[Data for processing Boundary: Start]

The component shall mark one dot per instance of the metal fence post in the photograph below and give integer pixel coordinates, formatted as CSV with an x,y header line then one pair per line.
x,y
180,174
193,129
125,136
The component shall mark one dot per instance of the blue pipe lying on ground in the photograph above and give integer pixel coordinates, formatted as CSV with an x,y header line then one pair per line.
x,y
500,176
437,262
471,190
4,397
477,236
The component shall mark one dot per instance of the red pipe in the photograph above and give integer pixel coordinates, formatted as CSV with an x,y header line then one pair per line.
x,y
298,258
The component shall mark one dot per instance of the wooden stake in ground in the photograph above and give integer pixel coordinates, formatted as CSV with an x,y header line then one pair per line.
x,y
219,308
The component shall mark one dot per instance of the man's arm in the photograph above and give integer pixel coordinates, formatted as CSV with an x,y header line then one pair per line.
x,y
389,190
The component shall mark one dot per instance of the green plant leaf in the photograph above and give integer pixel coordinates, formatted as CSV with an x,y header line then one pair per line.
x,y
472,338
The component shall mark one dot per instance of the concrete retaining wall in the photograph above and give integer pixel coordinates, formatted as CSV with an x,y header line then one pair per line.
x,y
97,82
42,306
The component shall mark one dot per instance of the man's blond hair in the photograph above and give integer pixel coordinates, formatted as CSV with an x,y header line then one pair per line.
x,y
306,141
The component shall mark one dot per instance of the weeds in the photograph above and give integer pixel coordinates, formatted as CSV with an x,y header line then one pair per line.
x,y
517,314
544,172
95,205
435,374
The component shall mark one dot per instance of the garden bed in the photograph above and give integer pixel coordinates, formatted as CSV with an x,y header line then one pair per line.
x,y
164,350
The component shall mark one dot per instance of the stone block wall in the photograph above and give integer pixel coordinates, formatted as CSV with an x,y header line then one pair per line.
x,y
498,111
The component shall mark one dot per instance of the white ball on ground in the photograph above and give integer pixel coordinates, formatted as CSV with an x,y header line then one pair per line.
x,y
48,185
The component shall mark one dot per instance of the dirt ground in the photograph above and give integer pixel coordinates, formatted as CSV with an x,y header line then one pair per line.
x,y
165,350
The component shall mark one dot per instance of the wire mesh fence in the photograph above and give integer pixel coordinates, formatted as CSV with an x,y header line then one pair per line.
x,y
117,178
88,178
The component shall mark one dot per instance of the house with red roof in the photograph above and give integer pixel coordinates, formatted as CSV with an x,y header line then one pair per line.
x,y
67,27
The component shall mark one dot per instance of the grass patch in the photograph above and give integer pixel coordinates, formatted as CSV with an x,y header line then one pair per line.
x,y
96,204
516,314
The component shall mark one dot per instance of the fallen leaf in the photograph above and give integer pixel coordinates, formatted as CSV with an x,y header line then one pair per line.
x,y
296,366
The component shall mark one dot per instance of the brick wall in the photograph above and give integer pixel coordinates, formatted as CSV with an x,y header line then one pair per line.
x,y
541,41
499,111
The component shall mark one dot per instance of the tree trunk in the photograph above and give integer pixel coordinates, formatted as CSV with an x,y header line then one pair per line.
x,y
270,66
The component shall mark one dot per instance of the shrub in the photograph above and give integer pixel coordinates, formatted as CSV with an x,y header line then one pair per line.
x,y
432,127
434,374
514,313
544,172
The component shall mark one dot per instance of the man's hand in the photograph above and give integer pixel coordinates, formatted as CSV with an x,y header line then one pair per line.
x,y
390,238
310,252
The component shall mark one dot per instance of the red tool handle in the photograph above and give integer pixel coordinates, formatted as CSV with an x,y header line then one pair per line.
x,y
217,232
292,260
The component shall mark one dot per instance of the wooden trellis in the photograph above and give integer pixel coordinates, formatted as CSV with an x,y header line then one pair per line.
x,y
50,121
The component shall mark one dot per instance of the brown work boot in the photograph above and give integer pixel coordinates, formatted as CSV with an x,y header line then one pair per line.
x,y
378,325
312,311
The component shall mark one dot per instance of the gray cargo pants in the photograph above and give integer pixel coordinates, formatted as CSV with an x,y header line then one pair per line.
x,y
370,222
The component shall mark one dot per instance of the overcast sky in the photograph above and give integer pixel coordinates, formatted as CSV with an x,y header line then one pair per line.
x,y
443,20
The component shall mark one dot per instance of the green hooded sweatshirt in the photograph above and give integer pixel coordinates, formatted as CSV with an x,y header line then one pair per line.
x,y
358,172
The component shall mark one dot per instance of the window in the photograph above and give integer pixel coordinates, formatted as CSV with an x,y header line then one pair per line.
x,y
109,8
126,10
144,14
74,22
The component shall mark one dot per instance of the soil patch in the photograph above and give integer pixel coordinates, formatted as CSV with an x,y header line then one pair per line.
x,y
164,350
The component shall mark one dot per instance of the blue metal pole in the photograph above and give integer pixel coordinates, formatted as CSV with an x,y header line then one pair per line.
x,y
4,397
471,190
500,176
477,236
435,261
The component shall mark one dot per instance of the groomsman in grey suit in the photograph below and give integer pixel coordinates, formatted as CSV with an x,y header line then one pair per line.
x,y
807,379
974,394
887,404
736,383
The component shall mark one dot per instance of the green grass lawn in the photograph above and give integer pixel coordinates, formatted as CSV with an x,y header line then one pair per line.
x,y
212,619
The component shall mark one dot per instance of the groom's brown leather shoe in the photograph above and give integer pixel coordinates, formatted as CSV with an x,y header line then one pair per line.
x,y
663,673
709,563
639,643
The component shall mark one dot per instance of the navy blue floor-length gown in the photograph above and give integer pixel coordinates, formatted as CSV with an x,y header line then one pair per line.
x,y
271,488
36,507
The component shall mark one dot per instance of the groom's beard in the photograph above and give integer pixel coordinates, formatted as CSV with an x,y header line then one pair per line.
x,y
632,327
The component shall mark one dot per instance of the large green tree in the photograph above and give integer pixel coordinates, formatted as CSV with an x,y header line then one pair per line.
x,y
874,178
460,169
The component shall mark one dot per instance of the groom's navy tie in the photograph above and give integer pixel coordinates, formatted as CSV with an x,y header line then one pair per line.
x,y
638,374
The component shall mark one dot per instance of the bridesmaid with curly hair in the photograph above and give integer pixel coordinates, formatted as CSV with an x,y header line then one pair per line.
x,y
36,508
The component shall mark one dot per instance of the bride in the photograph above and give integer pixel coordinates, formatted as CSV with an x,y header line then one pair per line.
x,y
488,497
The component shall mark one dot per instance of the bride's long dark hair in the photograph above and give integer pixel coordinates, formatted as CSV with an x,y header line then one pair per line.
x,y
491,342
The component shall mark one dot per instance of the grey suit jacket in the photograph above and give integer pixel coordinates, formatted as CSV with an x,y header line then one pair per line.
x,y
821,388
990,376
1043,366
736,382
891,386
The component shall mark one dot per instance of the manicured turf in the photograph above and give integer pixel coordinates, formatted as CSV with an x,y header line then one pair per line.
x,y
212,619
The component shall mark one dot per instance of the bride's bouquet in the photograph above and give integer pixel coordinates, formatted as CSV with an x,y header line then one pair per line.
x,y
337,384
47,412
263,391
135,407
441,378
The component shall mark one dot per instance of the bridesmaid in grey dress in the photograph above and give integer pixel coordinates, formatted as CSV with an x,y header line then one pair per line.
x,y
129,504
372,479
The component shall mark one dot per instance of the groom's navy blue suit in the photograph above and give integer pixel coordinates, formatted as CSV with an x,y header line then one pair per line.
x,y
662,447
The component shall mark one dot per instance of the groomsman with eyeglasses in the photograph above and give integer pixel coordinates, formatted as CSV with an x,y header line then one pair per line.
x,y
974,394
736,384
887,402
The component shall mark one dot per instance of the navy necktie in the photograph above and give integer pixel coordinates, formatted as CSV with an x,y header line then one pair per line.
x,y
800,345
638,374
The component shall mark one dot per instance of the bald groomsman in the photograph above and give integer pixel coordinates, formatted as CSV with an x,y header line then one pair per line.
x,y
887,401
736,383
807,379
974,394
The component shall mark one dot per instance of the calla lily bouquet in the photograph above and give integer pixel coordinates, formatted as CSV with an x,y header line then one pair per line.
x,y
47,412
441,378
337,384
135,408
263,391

[Data for processing Boundary: End]

*Task details:* The line containing "the bride's bouquet" marks where to begin; copy it and every later line exactly, through the end of the data.

*Solved problem:*
The component shall mark one dot per instance of the bride's bouquet in the photograph above and give integer pixel coordinates, formatted as CSV with an x,y header line then one pair per line.
x,y
337,384
47,412
263,391
135,407
441,378
The component shall mark one dot per instance of the bridesmaid in grey dress in the photograph above and give integer pixel coordinates, formatted as CSV with an x,y header line then one pair per line.
x,y
129,504
372,479
The component shall mark one dot per instance of the groom's navy blue suit in the photograph above and give integer pixel coordinates, formatted as CSV with an x,y header line then one pair per line.
x,y
662,447
The component shall mark one dot per instance of the groomsman with eyeglasses in the photograph above and give integer pixel coordinates, formatted as CSV with an x,y header line then one pair per line.
x,y
974,394
736,384
887,402
The component shall mark one dot per instance of the navy necktie in the photograph above and give integer pixel coordinates, formatted as CSV with an x,y header line then one pair per line.
x,y
800,345
638,374
The component shall mark one dot per instance of the bald groomsman in the photograph above and give integer pixel coordinates, formatted as CSV with an x,y header line then one pair per line.
x,y
887,401
736,383
807,379
974,394
The component shall mark one dot per instance of the calla lily bouquet in the photograph above and give integer pixel coordinates, formatted as CSV with an x,y header line then one pair per line.
x,y
47,412
441,378
337,384
135,408
263,391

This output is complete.